*PROBLEM DESCRIPTION:* Write out the lines below once more, exactly as they appear. Do not include pictures.

------------------------

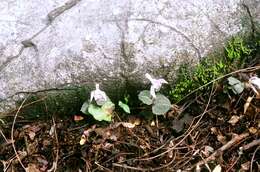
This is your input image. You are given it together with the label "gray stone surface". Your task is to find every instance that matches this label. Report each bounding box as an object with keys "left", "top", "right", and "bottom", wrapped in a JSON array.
[{"left": 0, "top": 0, "right": 259, "bottom": 108}]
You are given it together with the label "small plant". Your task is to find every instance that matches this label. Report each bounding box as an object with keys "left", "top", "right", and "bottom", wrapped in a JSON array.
[
  {"left": 227, "top": 76, "right": 245, "bottom": 95},
  {"left": 170, "top": 35, "right": 256, "bottom": 102},
  {"left": 227, "top": 75, "right": 260, "bottom": 95},
  {"left": 225, "top": 36, "right": 251, "bottom": 61},
  {"left": 226, "top": 75, "right": 260, "bottom": 114},
  {"left": 170, "top": 59, "right": 226, "bottom": 102},
  {"left": 118, "top": 95, "right": 130, "bottom": 114},
  {"left": 118, "top": 101, "right": 130, "bottom": 114},
  {"left": 138, "top": 73, "right": 171, "bottom": 115},
  {"left": 81, "top": 84, "right": 115, "bottom": 122}
]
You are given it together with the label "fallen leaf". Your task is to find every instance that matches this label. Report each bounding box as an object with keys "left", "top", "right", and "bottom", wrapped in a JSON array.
[
  {"left": 241, "top": 161, "right": 250, "bottom": 171},
  {"left": 212, "top": 164, "right": 221, "bottom": 172},
  {"left": 202, "top": 146, "right": 214, "bottom": 157},
  {"left": 248, "top": 127, "right": 257, "bottom": 134},
  {"left": 228, "top": 115, "right": 240, "bottom": 126},
  {"left": 133, "top": 118, "right": 141, "bottom": 126},
  {"left": 109, "top": 135, "right": 117, "bottom": 141},
  {"left": 49, "top": 125, "right": 55, "bottom": 136},
  {"left": 25, "top": 163, "right": 41, "bottom": 172},
  {"left": 217, "top": 135, "right": 227, "bottom": 145},
  {"left": 103, "top": 142, "right": 113, "bottom": 149},
  {"left": 36, "top": 156, "right": 48, "bottom": 171},
  {"left": 28, "top": 131, "right": 36, "bottom": 141},
  {"left": 74, "top": 115, "right": 84, "bottom": 121},
  {"left": 25, "top": 125, "right": 41, "bottom": 141},
  {"left": 117, "top": 156, "right": 125, "bottom": 163},
  {"left": 168, "top": 140, "right": 174, "bottom": 158},
  {"left": 150, "top": 121, "right": 155, "bottom": 127},
  {"left": 80, "top": 134, "right": 87, "bottom": 145},
  {"left": 210, "top": 127, "right": 218, "bottom": 135},
  {"left": 244, "top": 96, "right": 253, "bottom": 114},
  {"left": 128, "top": 116, "right": 141, "bottom": 126},
  {"left": 121, "top": 122, "right": 135, "bottom": 128}
]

------------------------

*SOLUTION:*
This is your input image. You are given it together with the label "gray stone surface". Your task is to find every instance that matches this label. Report each bounding box as an object with keys "left", "top", "right", and "bottom", wrapped in a JSON array.
[{"left": 0, "top": 0, "right": 259, "bottom": 108}]
You are given it together with the label "small plant". Your task is to find every instance that matches this label. Report each bounding box as an object with keys "left", "top", "right", and "bottom", wrapped in a JSON array.
[
  {"left": 227, "top": 76, "right": 245, "bottom": 95},
  {"left": 170, "top": 35, "right": 256, "bottom": 102},
  {"left": 227, "top": 75, "right": 260, "bottom": 95},
  {"left": 225, "top": 36, "right": 251, "bottom": 61},
  {"left": 226, "top": 75, "right": 260, "bottom": 114},
  {"left": 170, "top": 59, "right": 226, "bottom": 102},
  {"left": 118, "top": 95, "right": 130, "bottom": 114},
  {"left": 118, "top": 101, "right": 130, "bottom": 114},
  {"left": 138, "top": 73, "right": 171, "bottom": 115},
  {"left": 81, "top": 84, "right": 115, "bottom": 122}
]
You are given it together with the label "fallen leaf". Your task is to find every instance that matches this label. Report each bounding box as an object with keys "left", "top", "right", and "bottom", wrapped in a JSON array.
[
  {"left": 241, "top": 161, "right": 250, "bottom": 171},
  {"left": 212, "top": 164, "right": 221, "bottom": 172},
  {"left": 202, "top": 146, "right": 214, "bottom": 157},
  {"left": 248, "top": 127, "right": 257, "bottom": 134},
  {"left": 228, "top": 115, "right": 240, "bottom": 126},
  {"left": 133, "top": 118, "right": 141, "bottom": 126},
  {"left": 109, "top": 135, "right": 117, "bottom": 141},
  {"left": 49, "top": 125, "right": 55, "bottom": 136},
  {"left": 25, "top": 163, "right": 41, "bottom": 172},
  {"left": 217, "top": 135, "right": 227, "bottom": 145},
  {"left": 103, "top": 142, "right": 113, "bottom": 149},
  {"left": 36, "top": 156, "right": 48, "bottom": 171},
  {"left": 28, "top": 131, "right": 36, "bottom": 141},
  {"left": 74, "top": 115, "right": 84, "bottom": 121},
  {"left": 25, "top": 125, "right": 41, "bottom": 141},
  {"left": 117, "top": 156, "right": 125, "bottom": 163},
  {"left": 168, "top": 140, "right": 174, "bottom": 158},
  {"left": 150, "top": 121, "right": 155, "bottom": 127},
  {"left": 80, "top": 134, "right": 87, "bottom": 145},
  {"left": 210, "top": 127, "right": 218, "bottom": 135},
  {"left": 244, "top": 96, "right": 253, "bottom": 114},
  {"left": 128, "top": 116, "right": 141, "bottom": 126},
  {"left": 121, "top": 122, "right": 135, "bottom": 128}
]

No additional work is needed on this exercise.